> _RECORDS FOR PROCESSING_
»»

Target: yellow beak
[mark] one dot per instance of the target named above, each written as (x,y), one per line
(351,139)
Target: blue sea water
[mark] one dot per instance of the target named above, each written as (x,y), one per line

««

> _YOUR ASSIGNMENT_
The whole of the data must be given back word for word.

> _SOLVED EXERCISE_
Target: yellow beak
[mark] one dot per instance of the target named above, each written as (x,y), one per line
(351,139)
Target: blue sea water
[mark] one dot per instance of the target named above, each written as (x,y), one per line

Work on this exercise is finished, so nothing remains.